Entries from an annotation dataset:

========

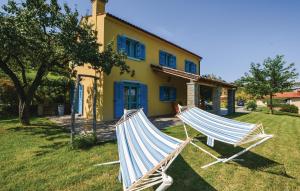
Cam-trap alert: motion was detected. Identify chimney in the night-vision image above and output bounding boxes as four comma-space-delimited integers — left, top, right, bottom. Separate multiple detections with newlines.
92, 0, 108, 16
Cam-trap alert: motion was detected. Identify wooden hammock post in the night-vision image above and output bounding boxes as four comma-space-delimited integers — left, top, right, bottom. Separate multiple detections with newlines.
93, 78, 97, 137
71, 76, 80, 145
71, 74, 100, 144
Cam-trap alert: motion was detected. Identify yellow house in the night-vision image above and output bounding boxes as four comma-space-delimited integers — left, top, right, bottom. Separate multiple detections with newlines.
76, 0, 235, 120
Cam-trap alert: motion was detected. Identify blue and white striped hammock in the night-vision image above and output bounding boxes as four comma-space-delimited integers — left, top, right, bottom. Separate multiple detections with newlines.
101, 109, 190, 191
177, 106, 272, 168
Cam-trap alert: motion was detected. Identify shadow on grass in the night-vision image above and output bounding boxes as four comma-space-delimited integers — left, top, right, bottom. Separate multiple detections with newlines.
8, 121, 69, 156
225, 112, 250, 119
196, 135, 295, 179
162, 155, 216, 191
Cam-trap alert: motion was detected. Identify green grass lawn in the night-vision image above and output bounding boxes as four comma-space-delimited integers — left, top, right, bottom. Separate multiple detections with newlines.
0, 113, 300, 190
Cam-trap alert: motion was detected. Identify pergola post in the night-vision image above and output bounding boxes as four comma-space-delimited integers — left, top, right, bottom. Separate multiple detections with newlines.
227, 89, 235, 114
212, 86, 222, 115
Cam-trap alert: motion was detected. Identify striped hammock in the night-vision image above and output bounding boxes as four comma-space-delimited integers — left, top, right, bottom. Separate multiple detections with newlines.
116, 109, 189, 190
177, 106, 272, 168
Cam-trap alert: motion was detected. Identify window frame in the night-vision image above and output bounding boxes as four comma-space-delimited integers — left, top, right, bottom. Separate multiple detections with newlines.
184, 60, 197, 74
158, 50, 177, 69
159, 86, 177, 102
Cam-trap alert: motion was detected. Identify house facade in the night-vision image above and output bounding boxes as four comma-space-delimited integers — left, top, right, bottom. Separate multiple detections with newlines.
76, 0, 235, 120
274, 90, 300, 114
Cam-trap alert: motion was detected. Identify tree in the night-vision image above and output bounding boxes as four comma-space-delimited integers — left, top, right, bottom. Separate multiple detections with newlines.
0, 0, 130, 125
239, 55, 298, 114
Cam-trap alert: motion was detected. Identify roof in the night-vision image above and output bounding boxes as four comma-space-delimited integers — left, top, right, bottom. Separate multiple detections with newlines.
274, 91, 300, 98
151, 64, 237, 88
92, 13, 202, 60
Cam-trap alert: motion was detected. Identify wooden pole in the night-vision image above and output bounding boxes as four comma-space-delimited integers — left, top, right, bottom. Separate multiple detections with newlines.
93, 78, 97, 140
71, 76, 80, 145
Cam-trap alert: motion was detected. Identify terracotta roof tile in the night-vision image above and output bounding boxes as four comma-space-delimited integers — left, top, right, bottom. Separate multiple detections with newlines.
274, 91, 300, 98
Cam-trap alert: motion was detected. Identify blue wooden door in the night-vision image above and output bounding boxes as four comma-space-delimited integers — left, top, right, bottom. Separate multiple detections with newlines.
114, 82, 148, 119
78, 84, 83, 115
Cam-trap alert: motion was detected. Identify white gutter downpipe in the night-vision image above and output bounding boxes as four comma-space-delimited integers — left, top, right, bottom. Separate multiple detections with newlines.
156, 172, 173, 191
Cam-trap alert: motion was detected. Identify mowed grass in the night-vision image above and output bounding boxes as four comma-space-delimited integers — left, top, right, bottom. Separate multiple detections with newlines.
0, 113, 300, 190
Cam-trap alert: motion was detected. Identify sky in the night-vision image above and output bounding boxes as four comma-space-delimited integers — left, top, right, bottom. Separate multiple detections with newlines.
0, 0, 300, 82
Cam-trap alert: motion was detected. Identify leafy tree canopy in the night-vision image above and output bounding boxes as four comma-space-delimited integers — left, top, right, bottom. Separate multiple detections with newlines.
237, 55, 298, 113
0, 0, 130, 124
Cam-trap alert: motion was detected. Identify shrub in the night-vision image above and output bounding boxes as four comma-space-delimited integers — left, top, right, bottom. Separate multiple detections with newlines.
0, 78, 19, 116
280, 104, 299, 113
246, 100, 257, 111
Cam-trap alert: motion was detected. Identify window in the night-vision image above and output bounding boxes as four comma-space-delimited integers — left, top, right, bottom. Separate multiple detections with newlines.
117, 35, 146, 60
159, 86, 176, 101
185, 60, 197, 74
159, 50, 176, 69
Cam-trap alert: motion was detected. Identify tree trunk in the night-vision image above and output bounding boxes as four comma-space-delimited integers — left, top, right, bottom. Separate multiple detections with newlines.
19, 99, 30, 125
270, 93, 274, 114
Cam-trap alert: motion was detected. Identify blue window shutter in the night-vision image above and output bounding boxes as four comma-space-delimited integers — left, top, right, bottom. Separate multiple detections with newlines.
114, 82, 124, 118
117, 35, 126, 51
170, 88, 176, 101
140, 44, 146, 60
140, 84, 148, 115
159, 51, 166, 66
184, 61, 190, 72
159, 86, 165, 101
135, 43, 142, 59
193, 63, 197, 74
170, 55, 176, 69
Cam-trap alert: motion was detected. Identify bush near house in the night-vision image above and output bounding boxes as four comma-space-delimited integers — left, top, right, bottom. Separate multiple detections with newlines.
280, 104, 299, 113
246, 100, 257, 111
0, 74, 72, 116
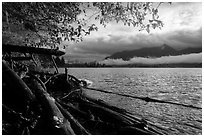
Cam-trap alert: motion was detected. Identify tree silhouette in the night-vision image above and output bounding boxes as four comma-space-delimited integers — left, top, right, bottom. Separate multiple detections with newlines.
2, 2, 169, 48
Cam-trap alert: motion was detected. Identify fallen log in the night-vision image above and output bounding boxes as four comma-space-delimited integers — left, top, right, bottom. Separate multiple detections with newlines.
56, 102, 90, 135
80, 100, 134, 125
2, 61, 35, 113
32, 79, 75, 135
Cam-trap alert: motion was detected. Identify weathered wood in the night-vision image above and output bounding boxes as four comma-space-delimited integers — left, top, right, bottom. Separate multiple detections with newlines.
56, 102, 90, 135
32, 79, 75, 135
80, 100, 134, 125
2, 61, 35, 112
60, 102, 89, 119
2, 44, 65, 56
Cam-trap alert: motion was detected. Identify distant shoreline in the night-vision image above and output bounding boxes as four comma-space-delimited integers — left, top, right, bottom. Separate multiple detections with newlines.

========

Task instructions: Can you print the entries above exactly as they appear, leaving out the pictures?

Result of this exercise:
Cam-trap alert: motion was detected. Identify chimney in the night-vision image above and output bounding boxes as four comma-space-delimited integers — left, top, right, bottom. Separate multiple detections with newlines.
92, 0, 108, 16
Cam-trap alert: motion was detected. Identify wooden hammock post in the night-vision image above and output bounding boxes as four comma-space-delimited integers — left, top, right, bottom. Separate multiple detections with newlines.
93, 78, 97, 137
71, 76, 80, 145
71, 74, 100, 144
Cam-trap alert: motion was detected. Identify yellow house in the night-vision image above and output bounding boxes as four comma-space-delimited integers — left, top, right, bottom. Separate multiple detections with newlines.
76, 0, 235, 120
Cam-trap alert: motion was detected. Identify blue and white striped hammock in the night-vision image above and output bounding boxes as four comma-space-delimited integers — left, top, right, bottom. Separate multiple detections with newlines.
101, 109, 190, 191
177, 106, 272, 168
Cam-trap alert: motion was detected. Identify shadow on grass in the night-vision image above and output bounding boxes as four comma-space-delimited integers — left, top, right, bottom. Separate multiple detections with newlines.
8, 121, 69, 156
225, 112, 250, 119
196, 135, 295, 179
162, 155, 216, 191
Cam-trap alert: motion was detected. Identify green grass lawn in the night-vision image above and output bounding boxes as four comma-space-delimited integers — left, top, right, bottom. Separate multiple detections with newlines.
0, 113, 300, 190
Cam-trap alert: motion was detected. Identify pergola post in the night-vision image above and output bounding boxes as four comma-space-delimited integers — left, top, right, bottom. Separate multiple detections with newlines.
227, 89, 235, 114
212, 86, 222, 115
Cam-trap alert: motion was detected. Identify striped hammock in the night-vision image above and output bounding boxes as four comma-space-delimited integers — left, top, right, bottom. Separate multiple detections with newlines.
116, 109, 189, 190
177, 106, 272, 168
Cam-trap alert: motion was detected. Identify window frame in the night-vision image above and output bounding boxes as four comma-space-delimited integers — left, top, right, bottom. Separate multiple detections with newlines.
184, 60, 197, 74
158, 50, 177, 69
159, 86, 177, 102
Cam-trap alert: motion was detected. Identify house facade in the night-vision image above and output bounding boxes as four comma-space-delimited integers — left, top, right, bottom. Separate multiple detections with newlines.
76, 0, 235, 120
274, 90, 300, 114
Cam-trap alert: motion was detected. Identify tree in the night-vision image above and output bounding boxes as four comma-space-delimited integers — left, top, right, bottom. Separate multiple detections with newlines.
0, 0, 130, 125
239, 55, 298, 114
Cam-trap alert: motion was detected. Identify roof in the night-vision image above and output bounding boxes as four comma-space-delimited integers — left, top, right, bottom. Separate multiple detections with newlines.
274, 91, 300, 98
151, 64, 237, 88
92, 13, 202, 60
Cam-trap alert: motion was detected. Identify wooden pole in the night-vision image above and output bounding boxes as four comma-space-delimited integers — left, top, right, bottom. Separate multiple detections with newlines.
93, 78, 97, 140
71, 76, 80, 145
Cam-trap alert: motion was detected. Identify terracotta roof tile in the night-vision image above and output bounding boxes as four comma-space-delimited integers — left, top, right, bottom. Separate multiple detections with newlines.
274, 91, 300, 98
Cam-trap alert: motion was detected. Identify blue wooden door in the night-vision image above and output bounding boxes as four comma-space-delimited integers — left, top, right, bottom. Separate multiple detections with newlines.
114, 82, 148, 119
78, 84, 83, 115
Cam-trap alert: motion was detected. Identify white gutter downpipe in the night-vision image above and output bounding boxes as four comma-space-delimited integers — left, top, right, bottom. Separate multiple detections with newlines.
156, 172, 173, 191
Cam-trap alert: motion was detected. Identify mowed grass in the night-vision image above and output bounding boxes as four comma-space-delimited integers — left, top, right, bottom. Separate multiple detections with newlines.
0, 113, 300, 190
Cam-trap alert: motion was detected. Identify sky in the night-vision image above and output bounding boxes as four comma-space-delimited integers — left, top, right, bottom. Separate multiple detections with newlines.
0, 0, 300, 82
Cam-trap alert: motion was detected. Identify leafy tree canopy in the night-vision image above and output bounding boxes as four comma-space-delimited integers — left, top, right, bottom. Separate multiple detections with newlines.
237, 55, 298, 113
0, 0, 130, 124
Cam-trap alert: motion was detected. Identify shrub in the night-vision image above and output bounding boxes as four comma-space-delimited integers — left, top, right, bottom. Separate multiple detections with newlines.
0, 78, 19, 116
280, 104, 299, 113
246, 100, 257, 111
Cam-trap alert: motion was detected. Identify window in the night-vision image above and output bounding boxes as four comma-space-delimited integers — left, top, right, bottom. Separate multiple detections with newlines.
117, 35, 146, 60
159, 86, 176, 101
185, 60, 197, 74
159, 50, 176, 69
Cam-trap alert: motion was detected. Identify tree trunk in the night-vision image above and output bounding boxes as four comma-space-delimited integers — left, top, right, bottom. Separate multiple detections with newlines.
19, 99, 30, 125
270, 93, 274, 114
Cam-trap alert: motion was detected. Identify blue window shutter in the night-vision image above and output bounding boxes as four comma-space-delimited integers — left, top, right, bottom. Separate multiple detections with newlines.
114, 82, 124, 118
117, 35, 126, 51
170, 88, 176, 101
140, 44, 146, 60
140, 84, 148, 115
159, 51, 166, 66
184, 61, 190, 72
159, 86, 165, 101
135, 43, 142, 59
193, 63, 197, 74
170, 55, 176, 69
Cam-trap alert: motion was detected. Identify bush near house in the night-vision image above and output bounding boxes as four comma-space-delimited integers — left, top, right, bottom. Separate multiple detections with newlines.
280, 104, 299, 113
246, 100, 257, 111
0, 74, 72, 116
Cam-trap alert: motion was detected. Identify tree silhouette in the night-vision image above and output bounding boxes as four comma-space-delimited integers — left, top, right, bottom. Separate multiple detections with newlines.
2, 2, 169, 48
Cam-trap alert: motion was detected. Identify fallen log in the night-vision image above and output bounding boxes as four comma-space-delimited integers — left, top, right, bottom. Separate multiple detections with newlines.
56, 102, 90, 135
80, 100, 134, 125
2, 61, 35, 113
32, 79, 75, 135
Cam-trap alert: motion was detected. Identify weathered wood in the night-vision image above and output bounding boxes as four comma-space-delimited integers — left, top, right, bottom. Separate multiple detections with newlines.
56, 102, 90, 135
32, 79, 75, 135
80, 100, 134, 125
2, 61, 35, 112
60, 102, 89, 119
2, 44, 65, 56
Cam-trap alert: motion was detected. Identify distant shoreline in the night-vision image above and output bounding boxes as four comma-space-delimited integers — left, top, right, bottom. Separate multiple detections with newlines.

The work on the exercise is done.